Your instructions: Collect every line in the entries below that contains the word "pine", and treat uppercase and lowercase as different.

Exercise materials:

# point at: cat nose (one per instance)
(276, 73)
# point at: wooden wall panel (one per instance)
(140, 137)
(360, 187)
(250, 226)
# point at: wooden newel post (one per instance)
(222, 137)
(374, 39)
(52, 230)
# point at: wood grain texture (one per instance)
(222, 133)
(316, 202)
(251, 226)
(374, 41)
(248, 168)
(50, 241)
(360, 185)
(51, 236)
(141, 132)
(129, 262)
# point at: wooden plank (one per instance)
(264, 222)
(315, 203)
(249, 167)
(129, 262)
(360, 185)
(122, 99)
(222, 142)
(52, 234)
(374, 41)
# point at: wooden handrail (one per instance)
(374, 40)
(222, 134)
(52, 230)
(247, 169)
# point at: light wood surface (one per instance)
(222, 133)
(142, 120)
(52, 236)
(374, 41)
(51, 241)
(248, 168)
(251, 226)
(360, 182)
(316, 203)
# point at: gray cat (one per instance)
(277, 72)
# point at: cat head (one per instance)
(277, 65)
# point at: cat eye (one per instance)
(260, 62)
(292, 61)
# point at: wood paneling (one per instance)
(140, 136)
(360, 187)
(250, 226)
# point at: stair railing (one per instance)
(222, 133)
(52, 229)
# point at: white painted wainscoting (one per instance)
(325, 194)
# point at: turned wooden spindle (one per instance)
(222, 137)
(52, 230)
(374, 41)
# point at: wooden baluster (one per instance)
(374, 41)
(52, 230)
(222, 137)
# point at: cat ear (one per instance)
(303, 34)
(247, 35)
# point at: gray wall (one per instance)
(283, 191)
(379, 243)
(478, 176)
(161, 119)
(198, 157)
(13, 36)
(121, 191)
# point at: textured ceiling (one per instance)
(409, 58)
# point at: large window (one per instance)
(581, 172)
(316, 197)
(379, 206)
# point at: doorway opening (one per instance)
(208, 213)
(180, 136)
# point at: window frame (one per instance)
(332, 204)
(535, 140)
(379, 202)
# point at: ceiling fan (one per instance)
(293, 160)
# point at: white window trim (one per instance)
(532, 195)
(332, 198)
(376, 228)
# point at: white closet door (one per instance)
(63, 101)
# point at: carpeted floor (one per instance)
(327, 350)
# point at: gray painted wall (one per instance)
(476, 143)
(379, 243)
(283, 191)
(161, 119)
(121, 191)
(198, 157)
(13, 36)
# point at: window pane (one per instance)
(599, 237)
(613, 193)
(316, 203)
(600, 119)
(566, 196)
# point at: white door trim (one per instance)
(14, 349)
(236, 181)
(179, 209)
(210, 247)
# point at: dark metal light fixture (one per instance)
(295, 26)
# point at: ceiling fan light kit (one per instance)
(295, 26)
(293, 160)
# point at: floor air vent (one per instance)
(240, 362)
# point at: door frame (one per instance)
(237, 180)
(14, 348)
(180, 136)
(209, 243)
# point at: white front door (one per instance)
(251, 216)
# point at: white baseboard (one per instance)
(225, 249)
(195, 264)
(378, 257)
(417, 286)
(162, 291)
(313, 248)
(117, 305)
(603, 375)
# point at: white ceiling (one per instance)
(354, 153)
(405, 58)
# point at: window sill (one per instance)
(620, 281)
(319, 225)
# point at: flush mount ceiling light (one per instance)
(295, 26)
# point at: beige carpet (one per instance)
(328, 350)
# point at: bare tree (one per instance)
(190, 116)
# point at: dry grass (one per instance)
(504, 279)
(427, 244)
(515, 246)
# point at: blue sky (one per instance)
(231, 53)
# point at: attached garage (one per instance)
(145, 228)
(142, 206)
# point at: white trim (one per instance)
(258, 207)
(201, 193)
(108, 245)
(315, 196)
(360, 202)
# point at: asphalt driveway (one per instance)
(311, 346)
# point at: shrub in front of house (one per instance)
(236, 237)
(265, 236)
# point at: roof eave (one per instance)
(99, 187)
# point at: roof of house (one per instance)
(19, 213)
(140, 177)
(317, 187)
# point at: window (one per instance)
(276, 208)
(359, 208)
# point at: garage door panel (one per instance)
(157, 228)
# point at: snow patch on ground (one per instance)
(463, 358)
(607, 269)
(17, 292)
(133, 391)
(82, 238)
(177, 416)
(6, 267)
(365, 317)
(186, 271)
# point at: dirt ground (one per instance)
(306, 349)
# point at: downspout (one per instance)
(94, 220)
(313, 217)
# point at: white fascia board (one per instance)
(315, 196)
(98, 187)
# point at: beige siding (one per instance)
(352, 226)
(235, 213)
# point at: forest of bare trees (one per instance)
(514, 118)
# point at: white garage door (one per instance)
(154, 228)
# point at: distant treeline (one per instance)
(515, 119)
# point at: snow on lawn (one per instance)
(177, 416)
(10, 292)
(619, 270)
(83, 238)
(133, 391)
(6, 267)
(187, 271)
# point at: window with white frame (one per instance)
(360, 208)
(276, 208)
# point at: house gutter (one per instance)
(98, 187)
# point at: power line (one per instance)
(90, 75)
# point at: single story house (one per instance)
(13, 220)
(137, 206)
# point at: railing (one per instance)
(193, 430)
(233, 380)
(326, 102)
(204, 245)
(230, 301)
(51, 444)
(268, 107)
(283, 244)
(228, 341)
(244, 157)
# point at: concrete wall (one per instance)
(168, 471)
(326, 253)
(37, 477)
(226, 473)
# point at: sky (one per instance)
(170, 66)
...
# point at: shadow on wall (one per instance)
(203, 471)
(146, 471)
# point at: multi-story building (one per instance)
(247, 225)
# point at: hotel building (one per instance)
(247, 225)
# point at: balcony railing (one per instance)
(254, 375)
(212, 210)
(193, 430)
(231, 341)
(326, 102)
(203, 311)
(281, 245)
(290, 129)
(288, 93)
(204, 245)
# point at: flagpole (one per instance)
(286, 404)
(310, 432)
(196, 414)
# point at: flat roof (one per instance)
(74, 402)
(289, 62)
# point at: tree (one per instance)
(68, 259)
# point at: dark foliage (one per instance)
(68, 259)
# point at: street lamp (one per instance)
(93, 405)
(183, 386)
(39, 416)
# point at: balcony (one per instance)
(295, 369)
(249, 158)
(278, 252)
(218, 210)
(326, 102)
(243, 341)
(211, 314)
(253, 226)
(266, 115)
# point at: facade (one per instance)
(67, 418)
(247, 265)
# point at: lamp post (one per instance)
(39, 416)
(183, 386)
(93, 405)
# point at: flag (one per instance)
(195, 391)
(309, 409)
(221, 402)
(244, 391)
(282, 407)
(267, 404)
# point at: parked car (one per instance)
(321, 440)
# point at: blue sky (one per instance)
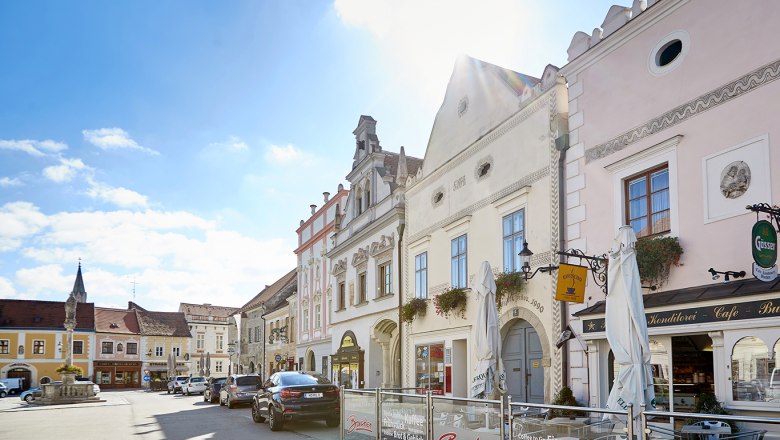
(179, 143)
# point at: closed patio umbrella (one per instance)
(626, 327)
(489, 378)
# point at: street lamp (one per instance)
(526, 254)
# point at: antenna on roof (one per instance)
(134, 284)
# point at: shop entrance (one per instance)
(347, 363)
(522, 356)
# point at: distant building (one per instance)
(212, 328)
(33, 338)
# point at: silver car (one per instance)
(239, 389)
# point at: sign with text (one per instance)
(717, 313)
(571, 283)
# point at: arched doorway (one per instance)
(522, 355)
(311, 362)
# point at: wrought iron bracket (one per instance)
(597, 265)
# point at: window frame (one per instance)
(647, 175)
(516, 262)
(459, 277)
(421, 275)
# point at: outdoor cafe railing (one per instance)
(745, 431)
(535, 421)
...
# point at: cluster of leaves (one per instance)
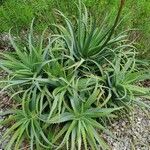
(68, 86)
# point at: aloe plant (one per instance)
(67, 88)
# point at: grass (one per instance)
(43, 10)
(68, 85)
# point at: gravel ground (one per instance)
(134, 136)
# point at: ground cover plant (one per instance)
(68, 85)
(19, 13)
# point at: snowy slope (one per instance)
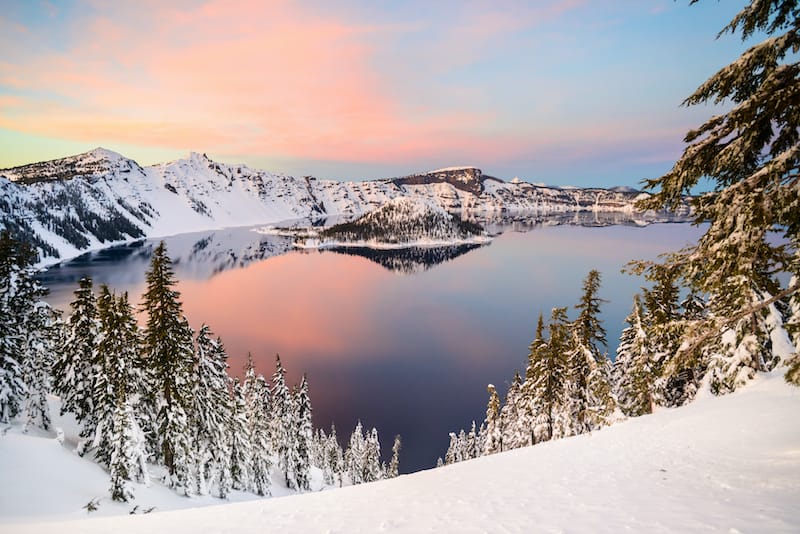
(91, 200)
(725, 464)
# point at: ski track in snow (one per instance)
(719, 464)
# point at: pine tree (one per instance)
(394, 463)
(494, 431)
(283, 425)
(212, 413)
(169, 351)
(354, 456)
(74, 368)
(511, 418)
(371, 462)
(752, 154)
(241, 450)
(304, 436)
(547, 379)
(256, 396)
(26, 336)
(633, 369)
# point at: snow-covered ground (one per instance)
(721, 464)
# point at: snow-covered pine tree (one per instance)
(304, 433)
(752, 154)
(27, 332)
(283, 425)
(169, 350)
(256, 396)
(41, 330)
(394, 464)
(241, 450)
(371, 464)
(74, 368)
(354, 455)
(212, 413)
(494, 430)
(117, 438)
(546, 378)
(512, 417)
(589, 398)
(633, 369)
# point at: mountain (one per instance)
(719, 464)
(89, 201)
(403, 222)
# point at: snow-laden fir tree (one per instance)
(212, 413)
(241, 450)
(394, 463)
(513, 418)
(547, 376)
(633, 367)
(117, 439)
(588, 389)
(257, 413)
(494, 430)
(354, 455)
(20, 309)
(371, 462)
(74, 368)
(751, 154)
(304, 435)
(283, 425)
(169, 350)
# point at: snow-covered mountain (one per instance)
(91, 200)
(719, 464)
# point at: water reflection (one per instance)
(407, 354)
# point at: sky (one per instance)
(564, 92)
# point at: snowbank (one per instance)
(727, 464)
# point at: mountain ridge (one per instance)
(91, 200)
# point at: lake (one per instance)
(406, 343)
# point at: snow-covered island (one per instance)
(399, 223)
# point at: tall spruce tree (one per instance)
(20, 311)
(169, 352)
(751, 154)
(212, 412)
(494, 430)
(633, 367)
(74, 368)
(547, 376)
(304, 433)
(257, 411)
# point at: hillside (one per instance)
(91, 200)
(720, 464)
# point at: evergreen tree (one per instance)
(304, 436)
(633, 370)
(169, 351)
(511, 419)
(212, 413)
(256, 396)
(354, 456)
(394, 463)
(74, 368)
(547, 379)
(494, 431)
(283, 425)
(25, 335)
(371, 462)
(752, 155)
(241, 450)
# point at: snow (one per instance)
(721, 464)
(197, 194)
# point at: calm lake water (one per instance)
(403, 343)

Answer to this task:
# point at: pine tree (one per instance)
# point at: snow-covered pine tree (one per instance)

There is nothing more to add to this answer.